### EXCERTO DA PÁGINA

NULIDADE DA DECISÃO
INCOMPETÊNCIA
EXCEÇÃO DILATÓRIA
CONHECIMENTO OFICIOSO
ESCRITURA PÚBLICA
COMPETÊNCIA TERRITORIAL
PODERES DO TRIBUNAL
DOMICÍLIO
CASO JULGADO FORMAL
TRÂNSITO EM JULGADO
CONFLITO DE COMPETÊNCIA
Sumário


I - A resolução de uma situação de conflito negativo de competência (artigo 109.º, n.º 2, do CPC), (no caso, dois tribunais judiciais de 1.ª instância atribuem-se mutuamente competência, negando a própria, para conhecerem da presente acção) não pode recair, simplesmente, no recurso ao caso julgado formal.
II – Entendeu o legislador que esse impasse teria de ser ultrapassado por decisão cometida ao presidente do tribunal com competência para o efeito, por forma a assumir uma intervenção clarificadora, e mesmo liderante, com repercussão em litígios futuros.
III - A incompetência territorial é do conhecimento oficioso apenas nos casos em que a lei o prevê (artigo 578.º, do CPC).
IV – É nula a decisão que conhece oficiosamente da excepção dilatória da incompetência territorial excedendo os seus poderes.

Texto Integral


Processo n.º 4457/24.6T8OER.S1


Relatório

1. AA e sua mulher BB, residentes em ..., na China (tendo indicado como sua morada em Portugal a da sua representante fiscal, sita em ..., Oeiras), intentaram a presente acção declarativa, sob a forma de processo comum, contra CC e DEEP ORDER, LDA, ambos com domicílio na freguesia de ..., Porto.

######

# TAREFA ESCRITA 1
De acordo com o excerto da página, em que casos é a incompetência territorial do conhecimento oficioso?
# TAREFA ESCRITA 2
Devolva cada linha das entradas em que figure a palavra "yellow".

### DADOS DO EXERCÍCIO

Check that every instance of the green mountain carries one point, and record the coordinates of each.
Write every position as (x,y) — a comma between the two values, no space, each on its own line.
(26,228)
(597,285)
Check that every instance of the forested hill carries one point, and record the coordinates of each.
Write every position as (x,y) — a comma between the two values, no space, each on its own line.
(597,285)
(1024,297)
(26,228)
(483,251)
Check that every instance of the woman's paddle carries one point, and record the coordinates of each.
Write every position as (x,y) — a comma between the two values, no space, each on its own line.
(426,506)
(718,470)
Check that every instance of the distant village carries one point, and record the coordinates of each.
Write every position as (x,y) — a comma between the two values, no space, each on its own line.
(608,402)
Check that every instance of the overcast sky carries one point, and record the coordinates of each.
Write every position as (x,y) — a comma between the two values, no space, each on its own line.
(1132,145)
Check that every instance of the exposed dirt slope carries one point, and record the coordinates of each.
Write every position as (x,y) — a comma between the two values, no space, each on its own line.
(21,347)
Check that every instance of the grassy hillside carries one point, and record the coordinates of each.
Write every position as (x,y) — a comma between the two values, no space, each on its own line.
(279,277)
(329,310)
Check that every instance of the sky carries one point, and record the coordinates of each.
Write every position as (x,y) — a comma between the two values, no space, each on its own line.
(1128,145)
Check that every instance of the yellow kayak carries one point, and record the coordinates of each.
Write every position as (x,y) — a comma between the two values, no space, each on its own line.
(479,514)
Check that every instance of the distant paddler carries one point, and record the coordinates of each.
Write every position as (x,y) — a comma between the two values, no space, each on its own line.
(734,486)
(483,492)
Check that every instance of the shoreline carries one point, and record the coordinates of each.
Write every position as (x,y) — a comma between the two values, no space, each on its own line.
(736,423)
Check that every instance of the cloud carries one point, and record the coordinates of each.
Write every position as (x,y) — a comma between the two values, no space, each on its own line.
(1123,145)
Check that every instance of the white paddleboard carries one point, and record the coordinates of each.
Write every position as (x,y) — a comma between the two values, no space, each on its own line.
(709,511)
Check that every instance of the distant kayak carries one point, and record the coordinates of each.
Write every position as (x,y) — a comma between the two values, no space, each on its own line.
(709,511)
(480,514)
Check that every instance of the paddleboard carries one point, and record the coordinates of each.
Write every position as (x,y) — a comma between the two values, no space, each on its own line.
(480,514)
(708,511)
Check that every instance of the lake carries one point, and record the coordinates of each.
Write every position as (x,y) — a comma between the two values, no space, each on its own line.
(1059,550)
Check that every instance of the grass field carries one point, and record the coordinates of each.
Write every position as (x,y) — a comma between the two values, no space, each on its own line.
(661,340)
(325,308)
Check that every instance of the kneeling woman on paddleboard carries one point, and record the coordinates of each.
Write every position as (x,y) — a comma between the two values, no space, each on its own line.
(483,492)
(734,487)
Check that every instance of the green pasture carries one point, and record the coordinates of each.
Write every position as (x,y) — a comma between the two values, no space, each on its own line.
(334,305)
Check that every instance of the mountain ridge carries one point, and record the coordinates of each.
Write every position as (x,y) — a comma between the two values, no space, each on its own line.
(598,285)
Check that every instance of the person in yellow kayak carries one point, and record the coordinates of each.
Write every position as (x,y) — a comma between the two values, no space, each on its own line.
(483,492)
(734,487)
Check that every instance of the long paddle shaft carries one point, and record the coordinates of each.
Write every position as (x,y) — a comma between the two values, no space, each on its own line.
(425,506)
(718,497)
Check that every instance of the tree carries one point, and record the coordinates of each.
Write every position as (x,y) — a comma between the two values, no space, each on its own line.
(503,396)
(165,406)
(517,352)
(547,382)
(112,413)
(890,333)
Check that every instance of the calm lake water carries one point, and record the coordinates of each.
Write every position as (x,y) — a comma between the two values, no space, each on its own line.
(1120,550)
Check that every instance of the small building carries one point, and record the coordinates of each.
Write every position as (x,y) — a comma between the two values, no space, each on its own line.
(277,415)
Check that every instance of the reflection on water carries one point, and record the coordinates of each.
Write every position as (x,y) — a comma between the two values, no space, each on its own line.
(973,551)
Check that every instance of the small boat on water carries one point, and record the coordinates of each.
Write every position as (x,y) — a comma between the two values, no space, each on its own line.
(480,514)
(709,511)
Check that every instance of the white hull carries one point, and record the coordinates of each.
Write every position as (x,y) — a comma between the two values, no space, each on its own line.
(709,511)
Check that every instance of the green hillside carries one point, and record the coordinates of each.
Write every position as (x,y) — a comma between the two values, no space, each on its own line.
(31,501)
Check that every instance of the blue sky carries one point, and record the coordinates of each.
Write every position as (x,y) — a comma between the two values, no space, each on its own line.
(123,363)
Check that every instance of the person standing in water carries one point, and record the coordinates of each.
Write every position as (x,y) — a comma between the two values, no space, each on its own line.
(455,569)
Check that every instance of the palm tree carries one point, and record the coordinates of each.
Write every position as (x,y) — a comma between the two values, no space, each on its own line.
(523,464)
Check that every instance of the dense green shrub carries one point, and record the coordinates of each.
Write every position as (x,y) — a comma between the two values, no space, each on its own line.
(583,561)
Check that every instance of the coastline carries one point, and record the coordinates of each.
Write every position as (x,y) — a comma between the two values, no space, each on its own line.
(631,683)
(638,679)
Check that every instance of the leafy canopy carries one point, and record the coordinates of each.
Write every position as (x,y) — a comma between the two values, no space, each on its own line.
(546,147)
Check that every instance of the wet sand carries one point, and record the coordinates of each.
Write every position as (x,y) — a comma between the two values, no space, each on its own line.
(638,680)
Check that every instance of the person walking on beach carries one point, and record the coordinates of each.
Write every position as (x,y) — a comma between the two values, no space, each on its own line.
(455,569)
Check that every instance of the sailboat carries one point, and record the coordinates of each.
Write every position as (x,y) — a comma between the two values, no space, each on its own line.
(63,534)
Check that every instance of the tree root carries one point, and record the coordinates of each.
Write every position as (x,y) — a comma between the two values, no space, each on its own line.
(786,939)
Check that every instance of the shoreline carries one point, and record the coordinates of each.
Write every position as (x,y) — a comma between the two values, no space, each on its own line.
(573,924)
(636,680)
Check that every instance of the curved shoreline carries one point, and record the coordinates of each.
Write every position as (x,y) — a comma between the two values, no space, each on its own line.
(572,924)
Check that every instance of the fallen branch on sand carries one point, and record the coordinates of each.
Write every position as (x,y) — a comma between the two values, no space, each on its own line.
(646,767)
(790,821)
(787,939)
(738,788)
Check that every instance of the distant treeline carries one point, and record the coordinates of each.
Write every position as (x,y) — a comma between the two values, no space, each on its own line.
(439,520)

######

# RESULTADO 1
Apenas nos casos em que a lei o prevê (artigo 578.º do CPC).

# RESULTADO 2
Check that every instance of the yellow kayak carries one point, and record the coordinates of each.
Check that every instance of the person in yellow kayak carries one point, and record the coordinates of each.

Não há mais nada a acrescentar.